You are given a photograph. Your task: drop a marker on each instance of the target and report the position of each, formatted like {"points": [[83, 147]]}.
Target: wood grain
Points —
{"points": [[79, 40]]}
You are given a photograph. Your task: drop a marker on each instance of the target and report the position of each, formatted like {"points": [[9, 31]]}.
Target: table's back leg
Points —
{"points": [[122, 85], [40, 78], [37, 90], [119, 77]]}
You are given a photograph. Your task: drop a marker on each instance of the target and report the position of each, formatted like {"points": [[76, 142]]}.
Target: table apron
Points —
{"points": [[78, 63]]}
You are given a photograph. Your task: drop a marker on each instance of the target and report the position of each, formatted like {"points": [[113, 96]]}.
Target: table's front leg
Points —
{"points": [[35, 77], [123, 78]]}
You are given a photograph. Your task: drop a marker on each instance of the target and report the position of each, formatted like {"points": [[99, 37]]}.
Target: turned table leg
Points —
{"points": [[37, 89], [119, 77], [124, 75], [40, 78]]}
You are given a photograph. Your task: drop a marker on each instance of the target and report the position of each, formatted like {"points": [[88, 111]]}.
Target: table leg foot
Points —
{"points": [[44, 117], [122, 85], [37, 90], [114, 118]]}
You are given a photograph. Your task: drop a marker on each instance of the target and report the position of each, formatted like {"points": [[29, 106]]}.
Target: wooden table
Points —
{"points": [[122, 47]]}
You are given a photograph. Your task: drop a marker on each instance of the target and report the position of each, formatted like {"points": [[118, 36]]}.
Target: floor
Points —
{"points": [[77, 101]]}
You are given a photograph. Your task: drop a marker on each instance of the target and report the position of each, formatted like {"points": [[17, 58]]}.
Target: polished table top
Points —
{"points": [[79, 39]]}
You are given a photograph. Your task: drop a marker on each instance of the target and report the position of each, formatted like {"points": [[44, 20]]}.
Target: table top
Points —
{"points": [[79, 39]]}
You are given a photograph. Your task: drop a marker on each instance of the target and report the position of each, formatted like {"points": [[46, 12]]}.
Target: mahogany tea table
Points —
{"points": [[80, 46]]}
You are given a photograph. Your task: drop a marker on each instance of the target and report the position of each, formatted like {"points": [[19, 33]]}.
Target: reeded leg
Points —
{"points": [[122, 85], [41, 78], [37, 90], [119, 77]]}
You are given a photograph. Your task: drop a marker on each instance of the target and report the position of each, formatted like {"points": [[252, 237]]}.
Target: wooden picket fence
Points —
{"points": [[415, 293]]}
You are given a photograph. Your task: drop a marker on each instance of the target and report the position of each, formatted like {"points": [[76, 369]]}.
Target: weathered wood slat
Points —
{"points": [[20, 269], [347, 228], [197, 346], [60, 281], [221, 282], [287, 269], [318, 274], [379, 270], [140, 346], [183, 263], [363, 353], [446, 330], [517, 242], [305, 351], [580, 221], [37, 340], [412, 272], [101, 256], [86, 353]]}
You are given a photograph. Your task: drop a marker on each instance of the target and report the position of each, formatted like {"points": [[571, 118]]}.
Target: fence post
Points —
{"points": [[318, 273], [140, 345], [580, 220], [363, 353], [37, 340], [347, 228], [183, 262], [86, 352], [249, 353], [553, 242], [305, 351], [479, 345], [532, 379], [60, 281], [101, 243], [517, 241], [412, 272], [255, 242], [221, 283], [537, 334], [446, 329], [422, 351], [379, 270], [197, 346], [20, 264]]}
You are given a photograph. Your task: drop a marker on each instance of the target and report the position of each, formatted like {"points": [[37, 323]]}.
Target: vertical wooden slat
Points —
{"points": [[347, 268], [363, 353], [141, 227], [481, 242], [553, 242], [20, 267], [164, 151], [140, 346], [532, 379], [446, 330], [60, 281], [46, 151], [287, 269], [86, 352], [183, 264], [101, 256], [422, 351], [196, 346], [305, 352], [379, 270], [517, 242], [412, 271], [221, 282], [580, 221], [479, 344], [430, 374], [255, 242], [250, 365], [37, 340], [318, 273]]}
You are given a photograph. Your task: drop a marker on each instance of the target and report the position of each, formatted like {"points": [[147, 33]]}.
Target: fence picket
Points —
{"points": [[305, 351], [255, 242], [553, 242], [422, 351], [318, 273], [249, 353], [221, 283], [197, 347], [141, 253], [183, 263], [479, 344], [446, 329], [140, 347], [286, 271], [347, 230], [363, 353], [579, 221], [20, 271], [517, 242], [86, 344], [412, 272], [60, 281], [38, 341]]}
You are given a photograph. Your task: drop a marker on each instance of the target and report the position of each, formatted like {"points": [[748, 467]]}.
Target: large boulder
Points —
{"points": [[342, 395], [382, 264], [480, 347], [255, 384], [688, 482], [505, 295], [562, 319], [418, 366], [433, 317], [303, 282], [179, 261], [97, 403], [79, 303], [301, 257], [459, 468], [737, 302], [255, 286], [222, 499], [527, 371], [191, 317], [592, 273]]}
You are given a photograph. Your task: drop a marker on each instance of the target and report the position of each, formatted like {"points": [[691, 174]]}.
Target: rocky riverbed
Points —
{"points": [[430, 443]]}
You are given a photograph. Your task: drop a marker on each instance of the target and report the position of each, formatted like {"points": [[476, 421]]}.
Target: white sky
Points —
········
* [What to produce]: Produce an exact copy of the whole listing.

* [Exercise result]:
You are given a photograph. Your task: drop a marker on each instance of the target and report the position of each, formatted like {"points": [[83, 147]]}.
Target: wood grain
Points —
{"points": [[79, 40]]}
You are given a photograph. Your task: drop a marker on each instance of the target and report the position of each, formatted like {"points": [[9, 31]]}.
Target: table's back leg
Points —
{"points": [[122, 85], [40, 78], [37, 90], [119, 77]]}
You are given a photograph. Your task: drop a marker on each instance of the target and report the position of each, formatted like {"points": [[76, 142]]}.
Target: table apron
Points —
{"points": [[78, 63]]}
You are given a photograph. Your task: drop a marker on each instance of the target and report the position of each, formatted like {"points": [[113, 96]]}.
Target: table's front leg
Points —
{"points": [[35, 77], [123, 78]]}
You are given a photograph. Your task: drop a marker on each instance of the target and report the position of each, formatted like {"points": [[99, 37]]}.
Target: turned table leg
Points —
{"points": [[37, 89], [119, 77], [124, 75], [40, 78]]}
You are given a photograph. Your task: drop a marker on each instance of the target and report the position of each, formatted like {"points": [[88, 111]]}.
Target: table leg foot
Points —
{"points": [[44, 117], [122, 85], [37, 90], [114, 118]]}
You are given a photograph. Your task: drop a marker on each instance of the target and report the position of each, formatted like {"points": [[29, 106]]}.
Target: wooden table
Points —
{"points": [[122, 47]]}
You are given a photograph. Your task: drop a marker on each instance of the target and report the position of each, formatted like {"points": [[118, 36]]}.
Target: floor
Points —
{"points": [[77, 101]]}
You are given a photograph. Your task: drop a marker on each instance of the target and report the position of each, formatted like {"points": [[17, 58]]}.
Target: polished table top
Points —
{"points": [[79, 39]]}
You are given a photograph. Your task: drop a marker on each instance of the target and report the position of each, formatted like {"points": [[44, 20]]}.
Target: table top
Points —
{"points": [[79, 39]]}
You are given a photograph. Your task: drop a marker on each instance of the target and report the position of each, formatted like {"points": [[46, 12]]}.
Target: mahogany tea table
Points —
{"points": [[80, 46]]}
You are given a photograph. Your task: drop a marker on each instance of the target and report the position of each, formatted like {"points": [[19, 33]]}.
Target: reeded leg
Points —
{"points": [[122, 85], [41, 78], [37, 90], [119, 77]]}
You are given a photograph. Your task: drop a marker on each instance of the target and report the position of each, formatted like {"points": [[252, 237]]}.
Target: wooden picket fence
Points —
{"points": [[415, 293]]}
You are given a photograph. Your task: drop a marker on each instance of the target and report the position of each, formatted like {"points": [[76, 369]]}.
Target: weathered wood slat
Points —
{"points": [[20, 269], [347, 228], [197, 346], [60, 281], [221, 282], [287, 269], [318, 274], [379, 270], [140, 346], [183, 263], [363, 353], [446, 330], [517, 242], [305, 351], [580, 221], [37, 340], [412, 272], [101, 256], [86, 353]]}
You are given a photograph. Your task: drop a marker on each instance of the target and report the position of each, formatted like {"points": [[571, 118]]}.
Target: fence post
Points —
{"points": [[318, 273], [140, 345], [580, 220], [363, 353], [37, 340], [347, 228], [183, 262], [86, 352], [249, 353], [553, 242], [305, 351], [479, 345], [532, 379], [60, 281], [101, 243], [517, 241], [412, 272], [255, 242], [221, 283], [537, 334], [446, 329], [422, 351], [379, 270], [197, 346], [20, 264]]}
You are given a photograph. Your task: drop a marker on each instance of the target and report the position of each, formatted like {"points": [[37, 323]]}.
Target: vertical wooden slat
Points —
{"points": [[347, 268], [363, 353], [141, 227], [481, 242], [553, 242], [20, 267], [164, 151], [140, 346], [532, 379], [446, 330], [60, 281], [46, 151], [287, 269], [86, 352], [183, 264], [101, 256], [422, 351], [196, 346], [305, 352], [379, 270], [517, 242], [412, 271], [221, 282], [580, 221], [479, 344], [430, 374], [255, 242], [250, 365], [37, 340], [318, 273]]}
You are given a photograph. Your task: drop a marker on each instance of the target and report the position of each, formatted like {"points": [[147, 33]]}.
Target: fence picket
Points —
{"points": [[305, 351], [255, 242], [553, 242], [422, 351], [318, 273], [249, 353], [221, 283], [197, 347], [141, 253], [183, 263], [479, 344], [446, 329], [140, 347], [286, 271], [347, 230], [363, 353], [579, 221], [20, 271], [517, 242], [86, 344], [412, 272], [60, 281], [38, 341]]}
You are given a photograph. Your task: drop a marker on each instance of the target and report the position of each, formatted like {"points": [[748, 467]]}.
Target: large boulder
Points —
{"points": [[342, 395], [382, 264], [480, 347], [255, 384], [688, 482], [505, 295], [562, 319], [418, 366], [433, 317], [303, 282], [179, 261], [97, 403], [79, 303], [301, 257], [459, 468], [737, 302], [255, 286], [222, 499], [527, 371], [191, 317], [592, 273]]}
You are given a photograph. Your task: drop a marker on each instance of the target and report the position of each, formatted like {"points": [[691, 174]]}.
Target: rocky riverbed
Points —
{"points": [[430, 443]]}
You are given a photograph. Your task: drop a marker on each instance of the target and report the position of each, formatted like {"points": [[476, 421]]}.
Target: white sky
Points —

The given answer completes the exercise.